Records from a collection
++++++++

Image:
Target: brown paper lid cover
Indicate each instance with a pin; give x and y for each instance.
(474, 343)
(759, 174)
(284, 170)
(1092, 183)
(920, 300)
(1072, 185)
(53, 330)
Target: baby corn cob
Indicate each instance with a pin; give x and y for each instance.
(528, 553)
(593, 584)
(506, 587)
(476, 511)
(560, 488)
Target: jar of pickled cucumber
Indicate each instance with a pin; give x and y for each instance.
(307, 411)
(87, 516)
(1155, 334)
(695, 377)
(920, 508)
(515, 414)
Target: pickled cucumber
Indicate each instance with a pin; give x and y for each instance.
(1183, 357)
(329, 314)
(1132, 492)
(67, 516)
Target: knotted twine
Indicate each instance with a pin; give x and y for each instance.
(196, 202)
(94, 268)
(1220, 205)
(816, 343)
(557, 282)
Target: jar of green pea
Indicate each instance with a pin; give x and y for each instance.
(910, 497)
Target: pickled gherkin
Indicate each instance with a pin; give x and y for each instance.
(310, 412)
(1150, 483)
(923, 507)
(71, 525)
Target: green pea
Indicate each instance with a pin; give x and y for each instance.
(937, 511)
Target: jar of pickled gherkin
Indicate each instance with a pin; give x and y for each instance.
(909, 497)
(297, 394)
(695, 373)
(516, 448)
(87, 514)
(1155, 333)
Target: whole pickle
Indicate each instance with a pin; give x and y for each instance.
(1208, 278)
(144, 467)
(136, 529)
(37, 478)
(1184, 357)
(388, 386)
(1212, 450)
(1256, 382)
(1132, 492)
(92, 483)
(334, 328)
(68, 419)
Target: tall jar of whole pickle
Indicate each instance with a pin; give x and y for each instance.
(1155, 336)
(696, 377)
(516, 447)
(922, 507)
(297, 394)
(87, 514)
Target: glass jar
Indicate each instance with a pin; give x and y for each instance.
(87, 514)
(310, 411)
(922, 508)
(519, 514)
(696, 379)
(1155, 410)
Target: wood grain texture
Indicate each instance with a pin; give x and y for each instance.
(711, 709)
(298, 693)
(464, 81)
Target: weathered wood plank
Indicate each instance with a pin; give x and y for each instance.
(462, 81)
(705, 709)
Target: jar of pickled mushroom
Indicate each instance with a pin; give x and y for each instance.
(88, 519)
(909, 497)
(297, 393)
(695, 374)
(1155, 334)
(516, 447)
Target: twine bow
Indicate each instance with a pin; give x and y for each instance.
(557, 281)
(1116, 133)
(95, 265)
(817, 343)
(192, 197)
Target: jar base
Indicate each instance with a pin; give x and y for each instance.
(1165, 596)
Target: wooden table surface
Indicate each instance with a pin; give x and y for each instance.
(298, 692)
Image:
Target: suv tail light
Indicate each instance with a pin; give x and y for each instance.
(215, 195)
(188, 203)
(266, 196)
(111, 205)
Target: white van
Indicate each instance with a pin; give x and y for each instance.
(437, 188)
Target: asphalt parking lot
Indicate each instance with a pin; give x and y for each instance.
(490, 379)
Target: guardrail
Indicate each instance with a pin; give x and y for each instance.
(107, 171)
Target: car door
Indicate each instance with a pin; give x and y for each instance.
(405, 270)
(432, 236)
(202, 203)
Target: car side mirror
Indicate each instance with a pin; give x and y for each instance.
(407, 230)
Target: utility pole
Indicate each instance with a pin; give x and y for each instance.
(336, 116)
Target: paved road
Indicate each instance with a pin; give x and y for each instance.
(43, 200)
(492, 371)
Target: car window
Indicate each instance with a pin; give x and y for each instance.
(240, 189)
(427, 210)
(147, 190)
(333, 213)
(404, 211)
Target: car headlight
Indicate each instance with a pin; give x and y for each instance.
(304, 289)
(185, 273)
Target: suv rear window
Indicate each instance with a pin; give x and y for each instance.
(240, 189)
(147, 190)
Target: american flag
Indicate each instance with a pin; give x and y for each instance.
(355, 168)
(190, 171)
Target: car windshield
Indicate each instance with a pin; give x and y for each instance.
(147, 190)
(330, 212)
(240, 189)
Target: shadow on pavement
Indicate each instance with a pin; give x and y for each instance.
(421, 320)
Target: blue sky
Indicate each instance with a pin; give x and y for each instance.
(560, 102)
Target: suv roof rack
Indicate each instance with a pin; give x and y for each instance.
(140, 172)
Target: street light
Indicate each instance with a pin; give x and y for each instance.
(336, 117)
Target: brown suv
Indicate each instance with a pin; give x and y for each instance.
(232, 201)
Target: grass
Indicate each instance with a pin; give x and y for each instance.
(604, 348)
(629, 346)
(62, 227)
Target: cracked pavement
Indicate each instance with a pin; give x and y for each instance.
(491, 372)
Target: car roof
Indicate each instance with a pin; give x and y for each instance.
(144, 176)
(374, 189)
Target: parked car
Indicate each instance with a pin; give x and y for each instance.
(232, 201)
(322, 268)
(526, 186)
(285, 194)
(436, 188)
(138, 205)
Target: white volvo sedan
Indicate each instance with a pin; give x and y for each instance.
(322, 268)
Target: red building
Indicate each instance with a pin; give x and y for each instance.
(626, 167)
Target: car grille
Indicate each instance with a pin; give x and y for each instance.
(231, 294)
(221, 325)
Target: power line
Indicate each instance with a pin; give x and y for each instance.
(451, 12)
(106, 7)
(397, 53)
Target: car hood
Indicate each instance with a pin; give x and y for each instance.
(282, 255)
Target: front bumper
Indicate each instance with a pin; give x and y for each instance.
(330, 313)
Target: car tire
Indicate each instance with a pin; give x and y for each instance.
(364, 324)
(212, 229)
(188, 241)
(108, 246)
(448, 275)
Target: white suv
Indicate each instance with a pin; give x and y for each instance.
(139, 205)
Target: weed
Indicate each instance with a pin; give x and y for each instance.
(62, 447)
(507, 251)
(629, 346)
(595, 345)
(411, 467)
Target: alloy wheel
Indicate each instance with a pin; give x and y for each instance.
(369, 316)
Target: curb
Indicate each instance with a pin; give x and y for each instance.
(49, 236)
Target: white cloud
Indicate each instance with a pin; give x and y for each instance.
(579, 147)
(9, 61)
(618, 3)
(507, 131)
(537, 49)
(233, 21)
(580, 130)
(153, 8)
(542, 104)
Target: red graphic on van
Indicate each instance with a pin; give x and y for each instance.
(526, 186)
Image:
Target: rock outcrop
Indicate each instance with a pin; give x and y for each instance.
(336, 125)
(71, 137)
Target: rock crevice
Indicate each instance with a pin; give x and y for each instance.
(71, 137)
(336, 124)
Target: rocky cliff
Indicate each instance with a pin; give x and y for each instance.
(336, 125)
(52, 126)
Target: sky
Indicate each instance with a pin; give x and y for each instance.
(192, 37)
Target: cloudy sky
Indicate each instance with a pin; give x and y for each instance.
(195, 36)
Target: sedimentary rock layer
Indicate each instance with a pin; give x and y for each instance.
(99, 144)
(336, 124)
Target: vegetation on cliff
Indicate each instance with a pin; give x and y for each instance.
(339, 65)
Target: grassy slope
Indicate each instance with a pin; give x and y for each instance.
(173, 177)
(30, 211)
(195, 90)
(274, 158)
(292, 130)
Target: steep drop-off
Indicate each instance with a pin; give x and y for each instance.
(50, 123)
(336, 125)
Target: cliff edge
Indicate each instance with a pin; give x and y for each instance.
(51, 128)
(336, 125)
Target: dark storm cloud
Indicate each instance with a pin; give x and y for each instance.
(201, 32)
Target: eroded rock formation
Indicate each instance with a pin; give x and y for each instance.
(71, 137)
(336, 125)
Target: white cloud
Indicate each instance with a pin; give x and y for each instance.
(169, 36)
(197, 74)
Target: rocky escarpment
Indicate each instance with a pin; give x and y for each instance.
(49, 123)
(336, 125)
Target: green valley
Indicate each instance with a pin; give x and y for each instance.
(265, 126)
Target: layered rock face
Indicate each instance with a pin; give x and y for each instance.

++++++++

* Exercise
Reproduce every record above exactly as it appears.

* Expected answer
Image:
Target: brown paper lid cover
Indicate each instance with a pin; give x and y for each instance.
(474, 343)
(759, 174)
(284, 170)
(1092, 183)
(920, 300)
(1072, 185)
(53, 330)
Target: baby corn cob
Indicate each instance with a pin; give x and y for each instance.
(528, 553)
(593, 584)
(506, 587)
(476, 511)
(560, 488)
Target: jar of pickled cucumber
Indicate each instance with a pin; give x and y for each instance.
(307, 411)
(87, 516)
(1155, 334)
(695, 377)
(920, 508)
(515, 414)
Target: pickled cucumber
Indicate each instance with a pin; give x and y for each instance.
(1183, 357)
(329, 314)
(1132, 492)
(67, 516)
Target: knotted twine
Indicate each instance with a pin; give x and y for each instance.
(196, 202)
(94, 268)
(1220, 205)
(816, 343)
(557, 282)
Target: jar of green pea
Indicate each instance with a pin; give x and y for each instance.
(910, 497)
Target: pickled gherkin
Indicate each instance with a pin; give x and y for each instance.
(310, 412)
(1150, 483)
(923, 507)
(71, 525)
Target: green pea
Indicate each instance with a pin; give x and y for each instance.
(937, 511)
Target: jar of pickled gherkin
Indicate each instance with a pin; give x and y for each instance.
(909, 497)
(297, 394)
(695, 373)
(516, 448)
(87, 514)
(1155, 333)
Target: whole pickle
Indicate each instance with a pin; give x and y for each instance.
(1208, 278)
(144, 467)
(136, 529)
(37, 478)
(1184, 357)
(388, 386)
(1212, 450)
(1256, 382)
(1132, 492)
(92, 483)
(334, 328)
(68, 419)
Target: tall jar of whole pickle
Indicate each instance with a pin; give x and y for each instance.
(1155, 336)
(696, 377)
(516, 447)
(922, 507)
(297, 394)
(87, 514)
Target: glass jar
Indicate each instance with a pin; give x and y for each instance.
(87, 514)
(310, 411)
(922, 508)
(519, 514)
(696, 379)
(1155, 410)
Target: wood grain texture
Indicate each instance with a pin; give x and y for each instance.
(711, 709)
(298, 693)
(464, 81)
Target: weathered wood plank
Indicate each instance with a pin; give x and y for each instance.
(462, 81)
(705, 709)
Target: jar of pickled mushroom
Indicate each instance with a pin; give x and y for each instance.
(88, 519)
(909, 497)
(297, 393)
(695, 374)
(1155, 334)
(516, 447)
Target: twine bow
Indicate each instance with a pin; give x and y for each instance.
(557, 281)
(1116, 133)
(95, 265)
(817, 343)
(192, 197)
Target: jar base
Indicate each instance with a pin; give x and y for each instance.
(1165, 596)
Target: wooden table surface
Indicate each instance with a pin; give x and y for each instance.
(298, 692)
Image:
Target: suv tail light
Indicate each instance with a pin; give x and y for each instance.
(215, 195)
(188, 203)
(266, 196)
(111, 205)
Target: white van
Indicate each instance with a pin; give x and y for each instance.
(437, 188)
Target: asphalt parking lot
Indicate each instance with a pin; give x and y for each instance.
(490, 379)
Target: guardrail
Indicate each instance with a pin; give x and y for each instance.
(107, 171)
Target: car door
Indicate each instance with a pin; give x and y for each instance.
(405, 270)
(432, 236)
(202, 203)
Target: car side mirror
Indicate each instance with a pin; give x and y for each instance.
(407, 230)
Target: utility pole
Indicate each instance with a pin; give x and y for each instance.
(336, 116)
Target: paved road
Indicate each instance with a pin; give x and y for each instance.
(43, 200)
(492, 371)
Target: car window
Indicate each instance with a pin; give x and y for each instance.
(240, 189)
(427, 210)
(147, 190)
(333, 213)
(404, 211)
Target: car headlight
Indicate each instance with a pin; give x and y for each instance.
(304, 289)
(185, 273)
Target: suv rear window
Indicate each instance with a pin; give x and y for each instance.
(240, 189)
(147, 190)
Target: american flag
Indicate each instance with a pin; give x and y for each instance.
(355, 168)
(190, 171)
Target: car windshield
Indicate each instance with a pin; give x and y for each instance.
(147, 190)
(330, 212)
(240, 189)
Target: shadow on pavement
Indicate each instance with a pin; give x and y for each instance.
(421, 320)
Target: blue sky
Indicate each instance with a pin; give x and y for each instance.
(560, 102)
Target: suv roof rack
Indicate each instance with a pin; give x and y for each instance.
(140, 172)
Target: street light
Indicate each instance with a pin; give x and y for each instance.
(336, 117)
Target: brown suv
Indicate each instance with a pin; give x and y for each instance.
(232, 201)
Target: grass
Indicate each instance with a pin; give x and y for each instance.
(604, 348)
(629, 346)
(62, 227)
Target: cracked pavement
Indicate each instance with a pin; give x and y for each instance.
(491, 372)
Target: car roof
Indicate each instance with a pin; give x and y for each instance.
(144, 176)
(374, 189)
Target: parked car
Indicate each instance with a pin; give x and y for each instance.
(232, 201)
(322, 268)
(526, 186)
(285, 194)
(436, 188)
(138, 205)
Target: white volvo sedan
Indicate each instance with a pin; give x and y for each instance.
(322, 268)
Target: red building
Indicate each instance with a pin; give x and y for each instance.
(626, 167)
Target: car grille
Indicate each instance with a pin; give x and y for each instance.
(231, 294)
(221, 325)
Target: power line
Indicate each instance with a pin; give x and y for each instance.
(451, 12)
(106, 7)
(397, 53)
Target: car hood
Indicate each instance with a pin; give x and y for each instance.
(282, 255)
Target: front bumper
Indicate each instance with a pin; give x and y for each instance.
(330, 313)
Target: car tire
Indicate each instance with a pin; give x and y for each instance.
(364, 324)
(212, 229)
(188, 241)
(108, 246)
(448, 275)
Target: white suv
Indicate each instance with a pin; give x and y for each instance.
(139, 205)
Target: weed
Indicate each instance with a pin; give x and y for each instance.
(62, 447)
(507, 251)
(629, 346)
(595, 345)
(411, 467)
Target: alloy wheel
Indicate each instance with a pin; give x and y for each instance.
(369, 316)
Target: curb
Indicate each instance with a pin; give x and y for each instance.
(49, 236)
Target: white cloud
Indicate each instance with a pin; give x and y for each instance.
(579, 147)
(9, 61)
(618, 3)
(507, 131)
(537, 49)
(233, 21)
(580, 130)
(153, 8)
(542, 104)
Target: red graphic on van
Indicate each instance with a pin; give x and y for each instance.
(526, 186)
Image:
Target: rock outcrop
Indicate each instance with a pin; give x and y for each instance.
(336, 125)
(71, 137)
Target: rock crevice
Indicate each instance with a pin; give x and y for each instance.
(71, 137)
(336, 124)
Target: rocky cliff
Indicate each instance with a pin; give x and y for each instance.
(336, 125)
(52, 126)
Target: sky
Indicate each instance with a pin; give x and y for each instance.
(192, 37)
Target: cloudy sky
Indicate each instance with a pin; give x and y for each instance.
(195, 36)
Target: sedimentary rock layer
Indicate each instance with a pin; give x and y for each instance.
(99, 144)
(336, 124)
Target: vegetation on cliff
Indicate each instance with a pin; give x and y for each instance.
(339, 65)
Target: grassy slope
Indicate each instance with a pin; give x and y for each instance.
(173, 177)
(30, 211)
(195, 90)
(274, 158)
(292, 130)
Target: steep drop-off
Indicate each instance with a pin; give x and y for each instance.
(50, 123)
(336, 125)
Target: cliff edge
Indicate each instance with a pin; give x and y for each instance.
(51, 128)
(336, 125)
Target: dark storm cloud
Indicate each instance with a pin; give x and y for each instance.
(201, 32)
Target: eroded rock formation
Indicate each instance with a pin; give x and y for each instance.
(71, 137)
(336, 125)
Target: white cloud
Indicate each instance with a pin; give x and y for each instance.
(169, 36)
(197, 74)
Target: rocky escarpment
Indicate each instance with a pin; give x and y for each instance.
(49, 123)
(336, 125)
Target: green valley
Indicate each instance with a pin; give x and y for each instance.
(265, 126)
Target: layered rock face
Indicate each instance with a pin; give x and y for each instance.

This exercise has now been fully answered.